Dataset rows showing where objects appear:
━━━━━━━━━━━━━━━━━━━━

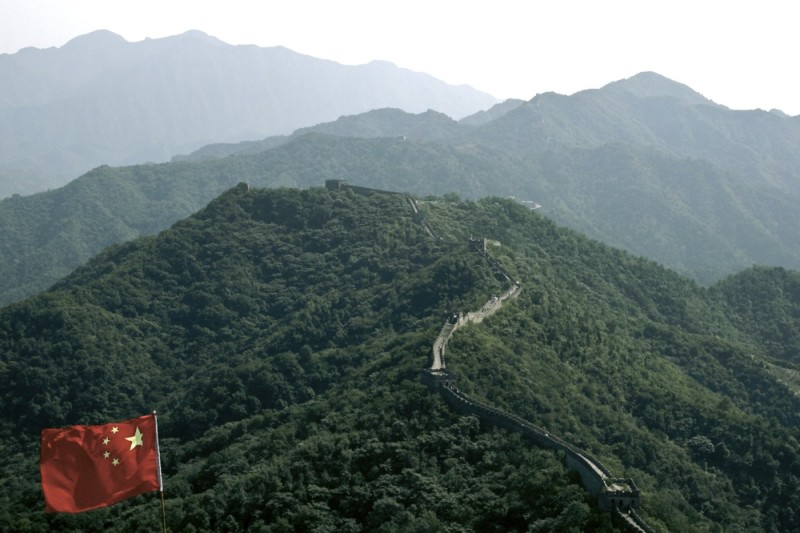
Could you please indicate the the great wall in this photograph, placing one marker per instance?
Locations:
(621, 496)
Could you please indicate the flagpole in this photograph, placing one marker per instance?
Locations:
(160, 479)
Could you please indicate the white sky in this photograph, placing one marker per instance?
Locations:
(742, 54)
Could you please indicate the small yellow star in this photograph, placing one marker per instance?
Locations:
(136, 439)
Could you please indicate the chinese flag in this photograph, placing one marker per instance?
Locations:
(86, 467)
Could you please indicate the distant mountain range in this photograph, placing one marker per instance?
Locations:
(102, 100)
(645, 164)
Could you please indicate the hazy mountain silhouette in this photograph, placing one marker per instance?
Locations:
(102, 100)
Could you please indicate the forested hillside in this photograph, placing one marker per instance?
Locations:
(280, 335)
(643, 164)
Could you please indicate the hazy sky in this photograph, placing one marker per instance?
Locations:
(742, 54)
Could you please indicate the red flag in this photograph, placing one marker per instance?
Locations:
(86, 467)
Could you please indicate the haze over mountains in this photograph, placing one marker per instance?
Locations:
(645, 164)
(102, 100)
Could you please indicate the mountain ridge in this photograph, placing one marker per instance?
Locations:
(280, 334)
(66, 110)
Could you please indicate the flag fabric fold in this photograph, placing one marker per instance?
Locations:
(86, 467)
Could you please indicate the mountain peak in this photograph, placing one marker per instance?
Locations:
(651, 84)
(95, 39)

━━━━━━━━━━━━━━━━━━━━

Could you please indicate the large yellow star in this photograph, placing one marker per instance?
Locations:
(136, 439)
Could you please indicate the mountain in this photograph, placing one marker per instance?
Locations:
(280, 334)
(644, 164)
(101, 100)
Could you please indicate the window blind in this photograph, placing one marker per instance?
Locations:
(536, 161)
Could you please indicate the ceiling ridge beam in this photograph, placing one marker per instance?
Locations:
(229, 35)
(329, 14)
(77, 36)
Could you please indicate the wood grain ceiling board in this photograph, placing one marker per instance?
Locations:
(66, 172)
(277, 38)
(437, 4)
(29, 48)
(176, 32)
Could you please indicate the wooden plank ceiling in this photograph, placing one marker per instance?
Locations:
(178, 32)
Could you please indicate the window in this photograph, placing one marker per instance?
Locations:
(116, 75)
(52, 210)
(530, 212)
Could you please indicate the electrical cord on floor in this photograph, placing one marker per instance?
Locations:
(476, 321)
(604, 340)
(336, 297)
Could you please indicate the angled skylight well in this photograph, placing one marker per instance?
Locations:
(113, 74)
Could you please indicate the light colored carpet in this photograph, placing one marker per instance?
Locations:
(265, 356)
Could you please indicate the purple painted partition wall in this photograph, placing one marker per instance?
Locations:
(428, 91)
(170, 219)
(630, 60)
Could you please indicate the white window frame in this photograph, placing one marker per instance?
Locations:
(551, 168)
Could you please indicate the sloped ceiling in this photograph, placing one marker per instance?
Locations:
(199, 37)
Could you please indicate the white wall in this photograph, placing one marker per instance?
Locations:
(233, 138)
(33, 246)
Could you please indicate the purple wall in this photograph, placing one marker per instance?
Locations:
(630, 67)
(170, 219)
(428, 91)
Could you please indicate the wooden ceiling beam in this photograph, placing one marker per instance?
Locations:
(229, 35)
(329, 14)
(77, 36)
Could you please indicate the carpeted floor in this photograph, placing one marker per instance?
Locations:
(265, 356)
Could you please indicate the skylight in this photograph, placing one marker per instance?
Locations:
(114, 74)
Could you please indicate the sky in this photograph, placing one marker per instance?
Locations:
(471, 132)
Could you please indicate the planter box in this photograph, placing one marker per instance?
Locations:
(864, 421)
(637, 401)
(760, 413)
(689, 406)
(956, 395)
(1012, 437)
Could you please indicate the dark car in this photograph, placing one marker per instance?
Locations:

━━━━━━━━━━━━━━━━━━━━

→ **Given task**
Please pull out every line of the records above that contains the word "floor".

→ **Full output**
Could you please indicate the electrical cord on floor in this photograph, placing one marker per instance?
Could you please indicate the carpeted floor in this photograph, placing one marker per instance?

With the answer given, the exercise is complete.